## START Provided data
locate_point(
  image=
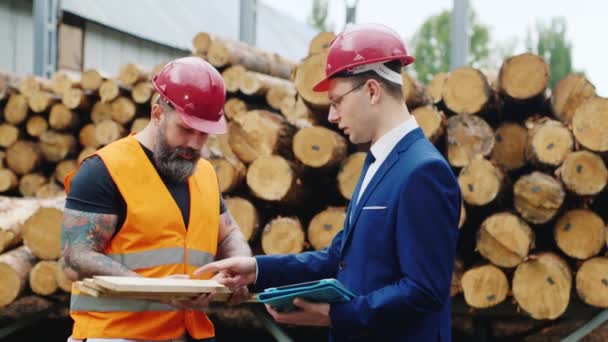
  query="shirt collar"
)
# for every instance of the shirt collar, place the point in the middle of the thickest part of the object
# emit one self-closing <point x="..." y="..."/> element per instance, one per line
<point x="381" y="148"/>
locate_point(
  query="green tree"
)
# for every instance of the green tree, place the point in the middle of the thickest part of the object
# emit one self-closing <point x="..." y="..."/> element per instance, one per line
<point x="432" y="45"/>
<point x="318" y="16"/>
<point x="551" y="44"/>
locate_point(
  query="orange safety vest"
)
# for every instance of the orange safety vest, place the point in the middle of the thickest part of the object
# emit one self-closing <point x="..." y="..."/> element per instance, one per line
<point x="153" y="242"/>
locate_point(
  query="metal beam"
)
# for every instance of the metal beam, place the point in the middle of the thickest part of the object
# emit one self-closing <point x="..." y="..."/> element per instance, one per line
<point x="459" y="49"/>
<point x="248" y="21"/>
<point x="45" y="13"/>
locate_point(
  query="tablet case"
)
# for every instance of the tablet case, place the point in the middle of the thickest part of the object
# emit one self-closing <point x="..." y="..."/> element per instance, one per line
<point x="320" y="291"/>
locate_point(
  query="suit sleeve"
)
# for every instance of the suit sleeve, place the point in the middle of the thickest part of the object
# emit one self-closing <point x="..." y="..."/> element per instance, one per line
<point x="426" y="232"/>
<point x="279" y="270"/>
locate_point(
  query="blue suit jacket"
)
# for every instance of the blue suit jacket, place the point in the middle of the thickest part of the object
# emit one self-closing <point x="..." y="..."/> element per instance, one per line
<point x="396" y="255"/>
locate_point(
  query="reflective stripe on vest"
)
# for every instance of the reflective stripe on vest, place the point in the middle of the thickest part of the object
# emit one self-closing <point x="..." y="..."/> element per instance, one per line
<point x="162" y="256"/>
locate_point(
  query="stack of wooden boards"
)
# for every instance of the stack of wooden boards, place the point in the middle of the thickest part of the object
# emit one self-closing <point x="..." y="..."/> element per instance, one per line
## END Provided data
Exercise brief
Output the records above exactly; leave out the pictures.

Correct output
locate_point(
  image=
  query="shirt collar"
)
# for every instance of the shirt collar, place the point in the middle of the thickest part of the object
# emit one self-closing <point x="..." y="..."/> element per instance, one per line
<point x="381" y="148"/>
locate_point(
  query="green tree"
)
# for every instance of the green tree, place the point in the middle of the thickest part of the object
# emit one self-closing <point x="..." y="..."/> element per instance, one per line
<point x="432" y="45"/>
<point x="318" y="16"/>
<point x="551" y="44"/>
locate_point(
  query="orange safety vest"
)
# for every instance of the orange safety vest, place the point in the middle of the thickest part of the object
# emit one self-closing <point x="..." y="..."/> element per instance, one per line
<point x="153" y="242"/>
locate_point(
  query="metal beam"
)
# for every instance of the metal beam, place the point in the middle of the thickest part of the object
# emit one self-closing <point x="..." y="..."/> element per instance, one per line
<point x="459" y="49"/>
<point x="248" y="21"/>
<point x="45" y="13"/>
locate_point(
  query="tablet case"
)
# for every instance of the tablet case, place the point in the middle of the thickest part of the object
# emit one self-closing <point x="..." y="..."/> element per instance, one per line
<point x="320" y="291"/>
locate_point(
  query="suit sleeve"
)
# for every instance of the suit sleeve, place the point in the middle of the thickest part of the object
# emit one self-closing <point x="..." y="..."/> element per instance, one per line
<point x="426" y="232"/>
<point x="279" y="270"/>
locate_point(
  query="blue suit jacket"
)
# for every instance of the blue suit jacket, place the point in the middle of the thickest part of the object
# emit one self-closing <point x="..." y="..."/> element per instance, one per line
<point x="396" y="255"/>
locate_point(
  query="reflective stripe on vest"
)
# for every instance of the reflective stripe on vest, place the point in the middle of the thickest part of the object
# emit one self-closing <point x="..." y="..."/> element per instance, one per line
<point x="162" y="256"/>
locate_point(
  query="stack of wooden boards"
)
# for every instance of the stack of wooden boards, place the point in the middle of the thickest part of the object
# emit one self-closing <point x="..." y="..."/> element per instance, one per line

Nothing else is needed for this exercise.